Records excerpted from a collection
[Start of section]

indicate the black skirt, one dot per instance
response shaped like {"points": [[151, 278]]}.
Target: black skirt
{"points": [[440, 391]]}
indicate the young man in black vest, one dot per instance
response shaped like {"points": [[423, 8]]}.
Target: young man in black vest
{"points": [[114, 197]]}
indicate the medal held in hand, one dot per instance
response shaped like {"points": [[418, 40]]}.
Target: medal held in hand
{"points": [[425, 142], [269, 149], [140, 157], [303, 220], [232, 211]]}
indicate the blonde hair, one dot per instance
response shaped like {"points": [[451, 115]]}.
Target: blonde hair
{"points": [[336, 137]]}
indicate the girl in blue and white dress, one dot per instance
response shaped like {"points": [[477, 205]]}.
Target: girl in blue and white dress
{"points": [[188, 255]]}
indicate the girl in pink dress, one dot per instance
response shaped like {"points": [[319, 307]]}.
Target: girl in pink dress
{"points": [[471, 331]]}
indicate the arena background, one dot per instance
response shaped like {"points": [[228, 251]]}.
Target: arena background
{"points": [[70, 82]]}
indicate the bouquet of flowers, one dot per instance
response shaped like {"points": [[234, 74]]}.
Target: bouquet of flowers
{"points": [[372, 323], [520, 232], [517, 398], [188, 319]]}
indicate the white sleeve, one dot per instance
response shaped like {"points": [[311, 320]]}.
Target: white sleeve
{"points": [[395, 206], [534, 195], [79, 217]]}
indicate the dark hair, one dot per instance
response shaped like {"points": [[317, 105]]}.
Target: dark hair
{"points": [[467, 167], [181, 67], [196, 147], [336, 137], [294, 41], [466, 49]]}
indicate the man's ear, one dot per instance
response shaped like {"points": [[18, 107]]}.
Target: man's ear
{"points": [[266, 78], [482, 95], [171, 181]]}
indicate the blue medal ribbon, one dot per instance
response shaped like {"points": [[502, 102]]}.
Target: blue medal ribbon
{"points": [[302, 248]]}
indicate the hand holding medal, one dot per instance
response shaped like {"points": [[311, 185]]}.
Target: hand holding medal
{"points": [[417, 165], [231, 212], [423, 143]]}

[End of section]

● To do
Print the records again in their entirety, character for character.

● Written answer
indicate the black skirt, one dot per instance
response shaped like {"points": [[151, 278]]}.
Target: black skirt
{"points": [[440, 391]]}
indicate the young man in black vest, one dot per instance
response shaped like {"points": [[423, 8]]}.
Target: young man in black vest
{"points": [[114, 197]]}
indicate the medal held in hand, one dot per instance
response shaped like {"points": [[418, 40]]}.
Target: medal held in hand
{"points": [[425, 142], [269, 149], [140, 157], [303, 220], [232, 211]]}
indicate the blonde hair, one dot per instance
response shaped like {"points": [[451, 115]]}.
Target: blonde hair
{"points": [[336, 137]]}
indicate the girl in blue and white dress, one dot per instance
response shaped like {"points": [[477, 205]]}.
Target: girl in blue and white dress
{"points": [[188, 255]]}
indicate the girl in pink dress, one dot per instance
response shaped like {"points": [[319, 307]]}.
Target: girl in pink dress
{"points": [[471, 331]]}
indicate the arena background, one dot per instance
response shaped like {"points": [[228, 251]]}.
Target: arena background
{"points": [[70, 82]]}
indicate the bouquet of flowers, one dot per instance
response shaped like {"points": [[234, 74]]}.
Target: bouquet of flowers
{"points": [[372, 323], [520, 232], [517, 398], [188, 319]]}
indicate the white sleeve, one dot per instance
response shaped like {"points": [[311, 320]]}.
Target: white sleeve
{"points": [[395, 206], [534, 195], [79, 217]]}
indicate the dark hair, one dot per instance
response shaped like {"points": [[317, 105]]}.
Target: dark hair
{"points": [[467, 167], [181, 67], [196, 147], [336, 137], [294, 41], [466, 49]]}
indicate the man's ear, one dot per instance
response shaped like {"points": [[18, 107]]}.
Target: man's ear
{"points": [[266, 78], [482, 95], [171, 181]]}
indicate the blue medal ribbon, one dot per instance
response shaped like {"points": [[502, 102]]}.
Target: blue medal ribbon
{"points": [[302, 248]]}
indicate the hand holding medal, one dot per instance
response shaped like {"points": [[311, 185]]}.
Target: hand holding medal
{"points": [[417, 165], [231, 212], [423, 143]]}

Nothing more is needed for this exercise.